» WORK TO COMPLETE:
Reproduce every one of the entries below word for word, without changing anything.
** Start of DATA EXCERPTS **
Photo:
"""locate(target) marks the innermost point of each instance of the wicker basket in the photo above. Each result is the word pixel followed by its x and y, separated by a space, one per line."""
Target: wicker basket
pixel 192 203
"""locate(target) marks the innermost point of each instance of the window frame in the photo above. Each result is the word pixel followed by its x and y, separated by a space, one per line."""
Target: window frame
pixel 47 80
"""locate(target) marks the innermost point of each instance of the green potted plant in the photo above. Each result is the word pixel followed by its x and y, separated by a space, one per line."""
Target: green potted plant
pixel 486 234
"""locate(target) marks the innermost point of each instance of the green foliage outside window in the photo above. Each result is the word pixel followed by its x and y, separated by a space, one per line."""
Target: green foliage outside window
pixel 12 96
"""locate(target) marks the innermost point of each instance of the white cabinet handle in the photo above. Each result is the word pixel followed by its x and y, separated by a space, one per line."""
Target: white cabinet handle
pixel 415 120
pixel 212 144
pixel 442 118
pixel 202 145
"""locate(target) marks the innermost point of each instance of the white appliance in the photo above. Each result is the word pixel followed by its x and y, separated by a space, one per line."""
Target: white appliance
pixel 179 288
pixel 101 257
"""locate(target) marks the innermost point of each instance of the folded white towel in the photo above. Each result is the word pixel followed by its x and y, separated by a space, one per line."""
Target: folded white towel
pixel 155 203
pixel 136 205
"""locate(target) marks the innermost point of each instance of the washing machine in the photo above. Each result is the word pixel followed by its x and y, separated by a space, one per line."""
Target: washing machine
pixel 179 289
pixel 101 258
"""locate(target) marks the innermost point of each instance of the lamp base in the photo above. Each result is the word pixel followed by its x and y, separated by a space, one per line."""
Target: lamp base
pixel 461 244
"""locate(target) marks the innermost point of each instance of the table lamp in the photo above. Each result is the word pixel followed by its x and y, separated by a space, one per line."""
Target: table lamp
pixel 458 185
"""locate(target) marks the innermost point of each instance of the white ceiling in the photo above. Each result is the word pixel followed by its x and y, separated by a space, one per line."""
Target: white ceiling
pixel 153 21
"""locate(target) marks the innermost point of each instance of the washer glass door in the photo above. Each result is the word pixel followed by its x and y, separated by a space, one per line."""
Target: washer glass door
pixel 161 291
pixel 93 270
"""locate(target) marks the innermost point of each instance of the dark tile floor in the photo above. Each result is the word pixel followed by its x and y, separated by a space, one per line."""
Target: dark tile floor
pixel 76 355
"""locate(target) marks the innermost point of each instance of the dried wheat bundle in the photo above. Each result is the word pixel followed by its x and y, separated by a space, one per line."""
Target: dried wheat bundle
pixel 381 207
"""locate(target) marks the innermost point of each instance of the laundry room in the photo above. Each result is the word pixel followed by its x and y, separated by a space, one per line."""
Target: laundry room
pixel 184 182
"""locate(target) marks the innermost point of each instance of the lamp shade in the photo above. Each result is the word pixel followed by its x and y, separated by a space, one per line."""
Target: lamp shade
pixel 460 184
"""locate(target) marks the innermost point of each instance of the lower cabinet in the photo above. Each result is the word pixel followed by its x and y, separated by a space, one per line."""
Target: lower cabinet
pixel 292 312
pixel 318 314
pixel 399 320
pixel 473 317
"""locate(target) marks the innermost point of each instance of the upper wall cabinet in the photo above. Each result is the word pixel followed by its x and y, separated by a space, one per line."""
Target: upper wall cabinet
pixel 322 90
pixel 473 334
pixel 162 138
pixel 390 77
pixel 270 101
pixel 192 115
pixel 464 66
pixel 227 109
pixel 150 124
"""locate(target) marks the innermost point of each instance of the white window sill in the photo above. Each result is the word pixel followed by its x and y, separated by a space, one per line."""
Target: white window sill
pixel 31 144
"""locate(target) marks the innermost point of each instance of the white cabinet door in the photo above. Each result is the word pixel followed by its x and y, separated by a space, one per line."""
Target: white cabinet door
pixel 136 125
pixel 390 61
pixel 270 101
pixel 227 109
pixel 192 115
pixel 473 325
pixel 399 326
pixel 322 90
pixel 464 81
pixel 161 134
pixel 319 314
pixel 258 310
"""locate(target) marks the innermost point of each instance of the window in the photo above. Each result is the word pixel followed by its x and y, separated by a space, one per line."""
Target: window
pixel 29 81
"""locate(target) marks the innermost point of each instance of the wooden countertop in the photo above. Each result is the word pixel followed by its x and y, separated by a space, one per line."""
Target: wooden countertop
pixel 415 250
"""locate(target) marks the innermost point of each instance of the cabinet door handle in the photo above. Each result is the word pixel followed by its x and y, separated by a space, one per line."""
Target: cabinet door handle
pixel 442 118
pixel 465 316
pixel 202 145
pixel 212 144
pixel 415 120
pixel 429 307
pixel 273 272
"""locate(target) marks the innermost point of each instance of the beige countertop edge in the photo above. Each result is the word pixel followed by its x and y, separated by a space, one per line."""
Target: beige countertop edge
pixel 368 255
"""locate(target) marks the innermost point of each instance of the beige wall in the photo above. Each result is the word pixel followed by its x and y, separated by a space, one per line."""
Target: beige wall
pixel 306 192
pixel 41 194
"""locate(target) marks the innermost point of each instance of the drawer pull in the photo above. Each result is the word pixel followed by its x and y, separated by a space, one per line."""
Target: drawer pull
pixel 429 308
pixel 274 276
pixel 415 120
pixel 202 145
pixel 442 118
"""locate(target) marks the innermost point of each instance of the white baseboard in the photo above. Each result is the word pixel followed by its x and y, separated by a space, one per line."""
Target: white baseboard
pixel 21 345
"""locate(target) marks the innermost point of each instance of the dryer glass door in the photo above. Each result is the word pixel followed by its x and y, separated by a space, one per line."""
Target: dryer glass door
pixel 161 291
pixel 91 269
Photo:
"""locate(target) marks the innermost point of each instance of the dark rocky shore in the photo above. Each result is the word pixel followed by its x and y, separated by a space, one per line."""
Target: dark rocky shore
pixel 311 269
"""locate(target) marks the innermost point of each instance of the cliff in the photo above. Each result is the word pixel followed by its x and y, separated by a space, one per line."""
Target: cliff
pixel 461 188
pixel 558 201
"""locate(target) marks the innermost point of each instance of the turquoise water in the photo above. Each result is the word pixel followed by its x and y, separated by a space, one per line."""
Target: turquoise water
** End of DATA EXCERPTS **
» EXERCISE OUTPUT:
Photo:
"""locate(target) marks the innermost point of each instance of the wicker basket in the photo above. Each result is the word pixel followed by its x and y, separated by a space, one per line."""
Target: wicker basket
pixel 192 203
"""locate(target) marks the innermost point of each instance of the window frame in the photo above. Each result is the word pixel followed by its x and y, separated by a space, one per line."""
Target: window frame
pixel 47 80
"""locate(target) marks the innermost point of each instance of the green potted plant in the photo above. Each result is the word pixel followed by its x and y, separated by a space, one per line."""
Target: green potted plant
pixel 486 234
"""locate(target) marks the innermost point of each instance of the green foliage outside window in the photo above. Each result is the word pixel followed by its x and y, separated by a space, one per line."""
Target: green foliage outside window
pixel 12 96
"""locate(target) marks the innermost point of each instance of the white cabinet handle in the photo above. Each result is the word pixel followed by its x and y, separated by a space, one per line."""
Target: white cabinet handle
pixel 415 120
pixel 212 144
pixel 442 118
pixel 202 145
"""locate(target) marks the innermost point of each instance of the white appliance in the photo above. Each result is the word pixel followed by its x and y, separated by a space, one per line."""
Target: white appliance
pixel 179 288
pixel 101 257
"""locate(target) marks the innermost point of each instance of the folded white towel in the photo above. Each result is the word pixel followed by its x and y, separated by a space, one per line."""
Target: folded white towel
pixel 155 203
pixel 136 205
"""locate(target) marks the innermost point of each instance of the washing machine in the photo above. Each result is the word pixel followed by its x and y, separated by a space, one per line."""
Target: washing machine
pixel 179 289
pixel 101 258
"""locate(target) marks the innermost point of each instance of the lamp base in the photo above. Each result is the word pixel followed by its x and y, separated by a space, one per line."""
Target: lamp base
pixel 461 244
"""locate(target) marks the innermost point of each instance of the table lamp in the photo above. Each result is the word pixel followed by its x and y, separated by a space, one per line."""
Target: table lamp
pixel 458 185
"""locate(target) marks the innermost point of each instance of the white ceiling in the photo above. Each result is the word pixel followed by its x and y, separated by a space, one per line."""
Target: white ceiling
pixel 153 21
"""locate(target) marks the innermost point of each instance of the washer glass door in the photo above. Each result is the word pixel followed by its x and y, separated by a space, one per line."""
Target: washer glass door
pixel 161 291
pixel 93 270
"""locate(target) marks the innermost point of each instance of the dark tile floor in the photo above. Each result is the word pixel followed by its x and y, separated by a space, one per line."""
Target: dark tile floor
pixel 76 355
"""locate(target) marks the innermost point of each instance of the dried wheat bundle in the photo above. Each result is the word pixel followed by its x and y, separated by a space, one per line."""
Target: dried wheat bundle
pixel 381 207
"""locate(target) marks the innermost point of each instance of the laundry room in the photo above. Each result is the word pixel followed by its x and y, separated by a space, one per line."""
Target: laundry room
pixel 184 182
"""locate(target) marks the innermost point of each instance of the lamp shade in the photo above. Each result is the word pixel followed by its x and y, separated by a space, one per line."""
Target: lamp shade
pixel 460 184
"""locate(target) marks the innermost point of each instance of the lower cabinet in the photo above. Each result is the word pixel followed by its x and y, separated by a space, one per line."""
Target: lower cabinet
pixel 292 312
pixel 318 314
pixel 399 320
pixel 473 317
"""locate(target) marks the innermost point of each instance of the upper wall cabinet in the photo above. Each result is the word pixel followed by its x and y, separated by a space, one per line."""
Target: upper wall cabinet
pixel 322 90
pixel 473 334
pixel 162 138
pixel 390 77
pixel 270 101
pixel 192 115
pixel 464 66
pixel 227 109
pixel 150 124
"""locate(target) marks the innermost point of each instance of the white window sill in the photo above. Each result is the word pixel followed by its x and y, separated by a space, one per line."""
Target: white window sill
pixel 31 144
"""locate(target) marks the innermost point of each instance of the white cabinet door in the photo above. Each result is the word pixel followed by its x and y, separated by a space, one per line."""
Target: white cabinet door
pixel 136 125
pixel 390 61
pixel 270 101
pixel 227 109
pixel 192 115
pixel 473 325
pixel 399 326
pixel 322 90
pixel 464 81
pixel 161 134
pixel 319 314
pixel 258 310
"""locate(target) marks the innermost point of each instance of the window in the photo above. Each result is the word pixel followed by its x and y, separated by a space, one per line."""
Target: window
pixel 29 81
"""locate(target) marks the innermost point of each instance of the wooden countertop in the photo above. Each result is the word pixel followed by its x and y, separated by a space, one per line."""
Target: wooden countertop
pixel 415 250
"""locate(target) marks the innermost point of each instance of the cabinet door handle in the photo above. Each result is the word pixel followed by its x and y, separated by a space, one per line."""
Target: cabinet door handle
pixel 442 118
pixel 465 316
pixel 202 145
pixel 212 144
pixel 415 120
pixel 429 307
pixel 273 272
"""locate(target) marks the innermost point of each instance of the beige countertop edge in the photo above. Each result is the word pixel followed by its x and y, separated by a space, one per line."""
Target: beige countertop edge
pixel 368 255
"""locate(target) marks the innermost point of each instance of the beige wall in the photo above. Each result is the word pixel followed by its x and y, separated by a space, one per line."""
Target: beige wall
pixel 306 192
pixel 41 194
"""locate(target) marks the innermost point of each instance of the drawer pull in the photo above. Each result is the word pixel followed by its x and y, separated by a space, one per line."""
Target: drawer pull
pixel 429 308
pixel 274 276
pixel 415 120
pixel 202 145
pixel 442 118
"""locate(target) marks the innermost point of each instance of the white baseboard in the photo above. Each result is the word pixel followed by its x and y, separated by a space, one per line."""
Target: white baseboard
pixel 21 345
"""locate(target) marks the innermost point of each instance of the dryer glass door in the photo above. Each result is the word pixel followed by its x and y, separated by a space, one per line."""
Target: dryer glass door
pixel 161 291
pixel 91 269
Photo:
"""locate(target) marks the innermost point of each instance of the dark rocky shore in the photo above. Each result is the word pixel followed by its x and y, separated by a space, one per line."""
Target: dark rocky shore
pixel 311 269
"""locate(target) marks the innermost point of each instance of the cliff in the photo above. Each result is the word pixel followed by its x and y, separated by a space, one per line."""
Target: cliff
pixel 461 188
pixel 558 201
"""locate(target) marks the innermost point of each instance of the turquoise water in the photo above. Each result is the word pixel followed by its x and y, separated by a space, one per line."""
Target: turquoise water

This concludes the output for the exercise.